== Data excerpts ==
○ ○ ○ ○ ○ ○ ○

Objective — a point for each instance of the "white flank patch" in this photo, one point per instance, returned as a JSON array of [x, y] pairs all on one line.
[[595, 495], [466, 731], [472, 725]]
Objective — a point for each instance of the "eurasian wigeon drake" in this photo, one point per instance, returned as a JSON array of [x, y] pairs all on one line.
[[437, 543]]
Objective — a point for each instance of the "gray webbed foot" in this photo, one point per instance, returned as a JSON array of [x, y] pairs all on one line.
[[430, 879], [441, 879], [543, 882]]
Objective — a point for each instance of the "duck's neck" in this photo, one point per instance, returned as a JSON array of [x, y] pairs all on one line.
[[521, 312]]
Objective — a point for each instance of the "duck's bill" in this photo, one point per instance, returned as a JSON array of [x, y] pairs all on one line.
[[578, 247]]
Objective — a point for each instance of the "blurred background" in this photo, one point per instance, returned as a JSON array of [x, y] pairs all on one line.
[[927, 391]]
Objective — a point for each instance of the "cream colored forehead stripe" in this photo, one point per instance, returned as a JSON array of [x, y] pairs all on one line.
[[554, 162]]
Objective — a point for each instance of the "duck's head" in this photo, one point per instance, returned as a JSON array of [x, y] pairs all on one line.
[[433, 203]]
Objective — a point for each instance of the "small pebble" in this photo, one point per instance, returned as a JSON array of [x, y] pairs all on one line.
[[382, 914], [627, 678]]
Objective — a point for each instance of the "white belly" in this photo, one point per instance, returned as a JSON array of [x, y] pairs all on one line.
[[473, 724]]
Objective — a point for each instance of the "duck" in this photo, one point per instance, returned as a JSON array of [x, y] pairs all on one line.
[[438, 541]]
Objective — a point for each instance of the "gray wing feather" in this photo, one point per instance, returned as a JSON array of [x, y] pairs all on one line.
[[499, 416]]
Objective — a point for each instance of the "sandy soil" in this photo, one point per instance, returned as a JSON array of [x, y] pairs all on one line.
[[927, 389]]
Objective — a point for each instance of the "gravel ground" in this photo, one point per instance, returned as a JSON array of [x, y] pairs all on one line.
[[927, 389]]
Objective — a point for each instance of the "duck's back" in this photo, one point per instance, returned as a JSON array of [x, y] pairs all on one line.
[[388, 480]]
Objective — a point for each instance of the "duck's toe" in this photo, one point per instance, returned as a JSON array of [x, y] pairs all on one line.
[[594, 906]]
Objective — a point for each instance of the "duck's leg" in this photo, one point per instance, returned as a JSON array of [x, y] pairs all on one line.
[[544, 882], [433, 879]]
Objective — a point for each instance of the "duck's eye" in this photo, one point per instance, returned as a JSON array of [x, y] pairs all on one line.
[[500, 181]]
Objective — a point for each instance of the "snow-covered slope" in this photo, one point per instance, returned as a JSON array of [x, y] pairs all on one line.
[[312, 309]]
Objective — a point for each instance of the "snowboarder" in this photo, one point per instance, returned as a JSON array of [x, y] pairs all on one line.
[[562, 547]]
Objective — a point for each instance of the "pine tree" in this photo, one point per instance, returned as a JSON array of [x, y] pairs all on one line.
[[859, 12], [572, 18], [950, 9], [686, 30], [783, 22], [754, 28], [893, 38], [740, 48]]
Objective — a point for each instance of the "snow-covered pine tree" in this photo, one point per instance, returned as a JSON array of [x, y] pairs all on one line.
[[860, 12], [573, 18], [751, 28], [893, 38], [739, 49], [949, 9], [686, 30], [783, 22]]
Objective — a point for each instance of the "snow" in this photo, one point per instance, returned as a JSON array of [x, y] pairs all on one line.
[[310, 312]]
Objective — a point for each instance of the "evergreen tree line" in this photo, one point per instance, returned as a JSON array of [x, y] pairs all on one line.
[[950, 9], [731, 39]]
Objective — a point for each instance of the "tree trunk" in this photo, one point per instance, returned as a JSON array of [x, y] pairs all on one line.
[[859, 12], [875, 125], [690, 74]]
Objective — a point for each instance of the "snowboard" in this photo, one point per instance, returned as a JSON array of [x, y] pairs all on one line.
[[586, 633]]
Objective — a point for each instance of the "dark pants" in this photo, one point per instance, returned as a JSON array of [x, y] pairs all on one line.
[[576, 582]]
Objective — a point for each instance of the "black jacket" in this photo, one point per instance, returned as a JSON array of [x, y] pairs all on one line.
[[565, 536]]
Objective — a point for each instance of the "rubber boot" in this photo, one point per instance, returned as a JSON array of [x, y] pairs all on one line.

○ ○ ○ ○ ○ ○ ○

== Activity ==
The entries shown above should be copied out word for word.

== Task response ==
Objective — a point for each instance of the "white flank patch" in this photo, one point per instance, returned as a JSON array of [x, y] pairs all on one line.
[[595, 495], [466, 731], [472, 725]]
Objective — a point for each instance of the "eurasian wigeon drake" in this photo, one point per instance, returned as a JSON array of [x, y] pairs all on one line.
[[437, 543]]
Objective — a point for each instance of the "gray webbed foot" in this photo, one point per instance, returned as a JSON array of [x, y] pairs all on one line.
[[430, 879], [441, 879], [543, 882]]
Objective — a point for each instance of the "duck's neck" in this photo, one point per instance, returned as a JSON array of [x, y] pairs all on one line.
[[521, 312]]
Objective — a point for each instance of the "duck's bill" in this photo, one point per instance, returned as a JSON array of [x, y] pairs all on one line.
[[578, 247]]
Objective — a point for each instance of the "blurred background" in this photo, one point per instance, returned as a JSON array of [x, y] pairs all on one line.
[[927, 391]]
Objective — a point for each instance of the "cream colored forehead stripe" in this photo, one point per instance, returned as a JSON array of [x, y] pairs all on one line.
[[554, 162]]
Objective — a point for each instance of the "duck's head" in this photo, one point per instance, returned as a JSON array of [x, y] pairs all on one line.
[[433, 203]]
Objective — a point for each instance of the "small pebble" in this photo, one point per instance, returned as a JSON array of [x, y] pairs all on one line.
[[382, 914], [627, 678]]
Objective — a point for each instance of the "white belly" in this photo, one point per instance, returned as a JSON array of [x, y] pairs all on one line.
[[473, 724]]
Objective — a point for each instance of the "duck" in this photo, one point per instance, returned as a JSON array of [x, y] pairs all on one line.
[[438, 541]]
Objective — a point for each instance of the "gray wing feather" in this photo, one point per instance, returned as a JSON array of [x, y] pairs all on one line.
[[499, 416]]
Objective — a point for each instance of the "sandy soil" in this photo, one point per instance, returned as a JSON array of [x, y] pairs all on one line.
[[927, 389]]
Objective — a point for each instance of the "gravel ground" in this photo, one point per instance, returned as a JSON array of [x, y] pairs all on one line.
[[927, 389]]
Objective — a point for each instance of the "duck's back" in this photo, one point per instance, returned as a JSON array of [x, y] pairs all on one line.
[[388, 480]]
Objective — a point for each instance of the "duck's toe" in this photo, one point per instance, returned as a JSON array of [x, y] pairs all on one line.
[[594, 906]]
Objective — a point for each instance of the "duck's leg" in this photo, one point per instance, returned as a JSON array of [x, y] pairs all on one line.
[[544, 882], [433, 879]]
Objective — a point for each instance of the "duck's eye" in this photo, one point per instance, returned as a JSON array of [x, y] pairs all on one line.
[[500, 181]]
Objective — a point for each instance of the "snow-covered slope" in this photo, one point per instance, returned as a JSON array of [x, y] pairs all on one line.
[[312, 309]]
Objective — a point for each instance of the "snowboarder" in this photo, one point per instance, returned as a JSON array of [x, y] pairs all on one line.
[[562, 547]]
Objective — a point for each instance of the "pine tree" in this photo, one point per instance, returned as a JSON array of [x, y] pairs all on one line.
[[859, 12], [572, 18], [950, 9], [686, 30], [783, 22], [754, 28], [893, 38], [740, 48]]
Objective — a point for each instance of the "snow-covered pine tree" in this photo, one point per instance, returned as a JSON array of [x, y] pairs all on one line.
[[860, 12], [573, 18], [751, 28], [893, 38], [739, 49], [949, 9], [686, 30], [783, 22]]
Objective — a point for each instance of the "snow" in this photo, one point per instance, returned as a JSON array of [x, y] pairs all on one line.
[[310, 312]]
Objective — a point for each instance of the "evergreen tree line" in this photo, one point per instance, returned as a JSON array of [x, y] pairs all on one line.
[[950, 9], [731, 39]]
Objective — a point for each instance of the "tree trunk" in this photo, one point per instance, returned as a JSON array of [x, y] pairs all on one line.
[[859, 12], [875, 125], [690, 74]]
Objective — a point for each instance of the "snowboard" in this photo, one point per instance, returned as a JSON array of [x, y] pairs all on one line.
[[586, 633]]
Objective — a point for each instance of the "dark pants" in this photo, one point per instance, returned as a JSON array of [x, y] pairs all on one line.
[[576, 582]]
Objective — a point for each instance of the "black jacket" in this photo, one point per instance, returned as a JSON array of [x, y] pairs all on one line.
[[565, 536]]
Objective — a point for each instance of the "rubber boot" in this photo, one point per instance, returned as a JSON array of [x, y] pairs all on one line.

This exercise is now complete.